● Source extract
►

Rogers Redding, the national coordinator of College Football Officiating, provides insights about rules changes and the mindset of college football referees. The CFO is the national professional organization for all football officials who work games at the collegiate level.

For many universities, there are two sports: football, and spring football! Now that May is almost here, football team around America are winding down their spring drills. Last year’s losses are a distant memory, and everyone is optimistic about what the 2014 season has in store. The spring practices, scrimmages and spring games are becoming more and more important as a key element in developing a football program. The interest of fans and the media continues to climb.    

For college football officials these spring practices are just as important as they are to the players and coaches. Now that all the rules changes are in place, officials have been gathering in local study groups to work on learning the new rules, refresh their understanding of the existing rules and challenge each other with quizzes and play situations to sharpen their knowledge.

On the field the spring practices serve as training time for officials as much as for the players. Most colleges and universities work with the officiating staffs of their conferences to have officials work at their practices and scrimmages, and most especially at the spring games. It is an important opportunity for the coordinators of officials to see some new officials work on the field – especially those who are potential candidates for the officiating staff. Veteran officials also welcome the spring scrimmages and games, where they can begin getting back into thinking about the fall season.

Next up for the officials are the annual clinics and camps, where they will get more training and preparation. And, before anyone realizes it, football practice for the fall will be here again.

◄

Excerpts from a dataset
►

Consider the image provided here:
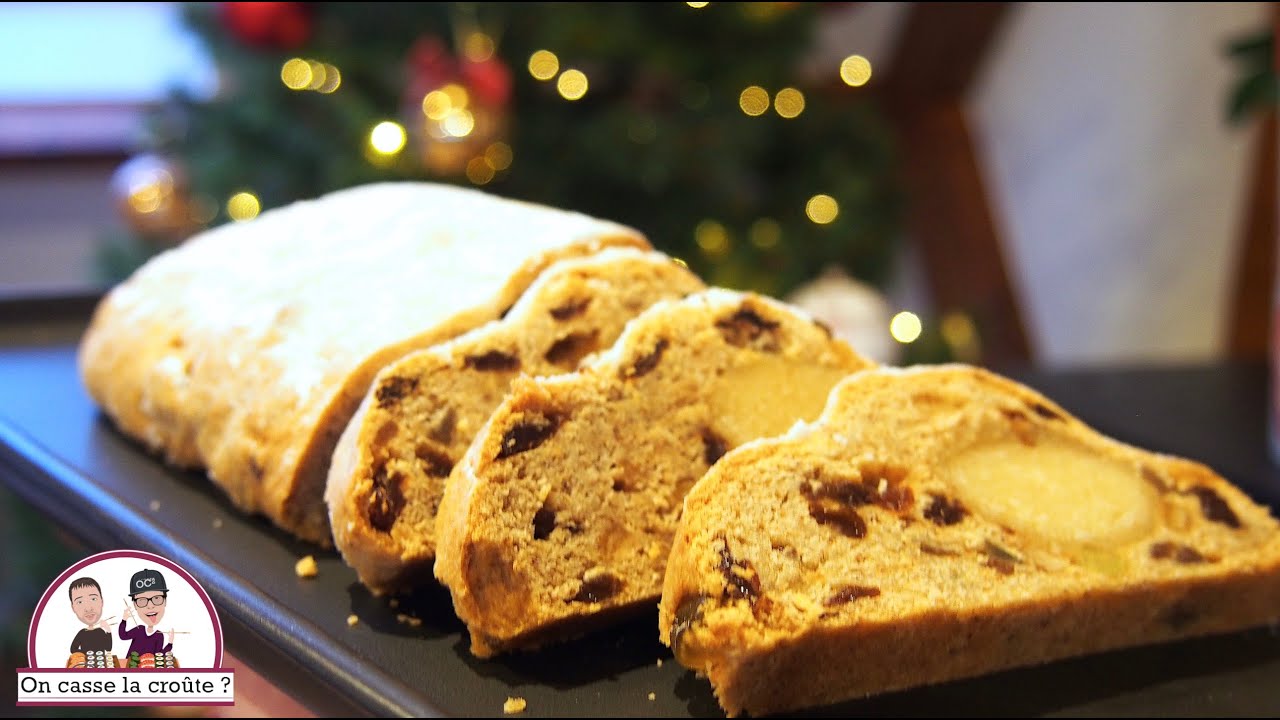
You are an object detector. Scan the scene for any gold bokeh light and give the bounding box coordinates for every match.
[773,87,804,119]
[227,191,262,223]
[556,68,589,100]
[737,85,769,118]
[888,310,923,345]
[804,195,840,225]
[280,58,311,90]
[840,55,872,87]
[369,120,406,155]
[529,50,559,81]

◄

● Work instruction
Retype the passage of the article on college football officiating starting at "For many universities, there" and ending at "continues to climb.".

● Output of the task
For many universities, there are two sports: football, and spring football! Now that May is almost here, football team around America are winding down their spring drills. Last year’s losses are a distant memory, and everyone is optimistic about what the 2014 season has in store. The spring practices, scrimmages and spring games are becoming more and more important as a key element in developing a football program. The interest of fans and the media continues to climb.